_Objective_
Copy out every line of the data below that contains the word "roof", and leave out all other lines.
# # #
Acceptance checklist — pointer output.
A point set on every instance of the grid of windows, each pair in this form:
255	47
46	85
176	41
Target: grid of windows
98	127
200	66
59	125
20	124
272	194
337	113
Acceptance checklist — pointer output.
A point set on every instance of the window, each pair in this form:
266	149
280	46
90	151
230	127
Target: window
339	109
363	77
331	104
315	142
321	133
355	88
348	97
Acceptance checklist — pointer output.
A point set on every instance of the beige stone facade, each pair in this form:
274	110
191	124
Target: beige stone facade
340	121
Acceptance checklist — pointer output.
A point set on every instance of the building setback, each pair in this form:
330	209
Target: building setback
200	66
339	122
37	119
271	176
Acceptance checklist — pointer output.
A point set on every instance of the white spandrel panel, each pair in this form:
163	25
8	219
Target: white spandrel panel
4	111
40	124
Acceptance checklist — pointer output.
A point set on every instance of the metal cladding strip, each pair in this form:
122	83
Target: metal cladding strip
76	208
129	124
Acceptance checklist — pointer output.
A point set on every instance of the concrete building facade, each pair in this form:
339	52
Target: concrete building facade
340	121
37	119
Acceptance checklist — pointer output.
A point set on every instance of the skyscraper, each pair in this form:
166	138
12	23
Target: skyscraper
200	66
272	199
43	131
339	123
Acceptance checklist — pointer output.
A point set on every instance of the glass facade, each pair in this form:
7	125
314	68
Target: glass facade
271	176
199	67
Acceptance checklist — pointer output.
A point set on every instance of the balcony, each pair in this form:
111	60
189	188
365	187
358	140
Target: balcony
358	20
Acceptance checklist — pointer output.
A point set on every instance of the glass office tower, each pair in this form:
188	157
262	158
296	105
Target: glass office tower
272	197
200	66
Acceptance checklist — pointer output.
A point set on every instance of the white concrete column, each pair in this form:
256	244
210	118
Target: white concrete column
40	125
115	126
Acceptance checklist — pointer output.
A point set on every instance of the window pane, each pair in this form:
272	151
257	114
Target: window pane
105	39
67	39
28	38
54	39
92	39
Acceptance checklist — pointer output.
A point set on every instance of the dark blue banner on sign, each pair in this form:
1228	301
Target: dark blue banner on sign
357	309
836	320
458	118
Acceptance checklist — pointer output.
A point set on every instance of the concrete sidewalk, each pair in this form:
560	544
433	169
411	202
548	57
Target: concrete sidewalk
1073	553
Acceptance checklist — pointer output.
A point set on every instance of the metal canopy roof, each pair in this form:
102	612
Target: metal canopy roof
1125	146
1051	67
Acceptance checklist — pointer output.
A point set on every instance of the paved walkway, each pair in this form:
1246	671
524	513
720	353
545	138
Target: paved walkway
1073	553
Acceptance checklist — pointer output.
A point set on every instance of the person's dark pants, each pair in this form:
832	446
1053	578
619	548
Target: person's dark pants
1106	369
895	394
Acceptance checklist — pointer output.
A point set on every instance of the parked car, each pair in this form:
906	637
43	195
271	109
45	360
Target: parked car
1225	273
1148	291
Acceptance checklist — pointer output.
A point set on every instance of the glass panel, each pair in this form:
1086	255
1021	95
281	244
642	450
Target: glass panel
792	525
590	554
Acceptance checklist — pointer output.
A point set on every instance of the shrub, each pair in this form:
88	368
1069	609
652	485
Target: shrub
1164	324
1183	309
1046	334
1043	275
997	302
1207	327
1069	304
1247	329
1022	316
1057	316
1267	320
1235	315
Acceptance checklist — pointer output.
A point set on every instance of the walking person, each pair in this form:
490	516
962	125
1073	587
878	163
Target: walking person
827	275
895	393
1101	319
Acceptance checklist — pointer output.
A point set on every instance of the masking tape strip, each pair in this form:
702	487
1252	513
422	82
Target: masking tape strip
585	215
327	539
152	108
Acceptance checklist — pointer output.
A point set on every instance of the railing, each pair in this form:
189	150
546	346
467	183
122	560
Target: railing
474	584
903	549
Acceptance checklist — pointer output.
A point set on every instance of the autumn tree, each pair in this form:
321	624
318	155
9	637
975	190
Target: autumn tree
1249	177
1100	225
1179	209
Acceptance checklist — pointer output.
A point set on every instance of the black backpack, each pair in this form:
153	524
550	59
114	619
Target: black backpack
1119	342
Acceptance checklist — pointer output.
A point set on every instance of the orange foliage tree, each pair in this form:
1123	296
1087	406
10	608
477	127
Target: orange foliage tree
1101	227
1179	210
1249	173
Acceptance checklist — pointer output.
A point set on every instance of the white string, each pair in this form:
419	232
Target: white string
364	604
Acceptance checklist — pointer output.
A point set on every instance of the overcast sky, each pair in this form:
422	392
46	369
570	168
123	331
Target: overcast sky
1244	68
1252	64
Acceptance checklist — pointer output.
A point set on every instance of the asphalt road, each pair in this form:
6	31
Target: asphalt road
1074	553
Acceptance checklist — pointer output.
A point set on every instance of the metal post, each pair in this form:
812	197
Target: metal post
# # #
_Right answer_
A point set on every instance of the metal canopy roof, each pair in this form:
Target: metal canopy roof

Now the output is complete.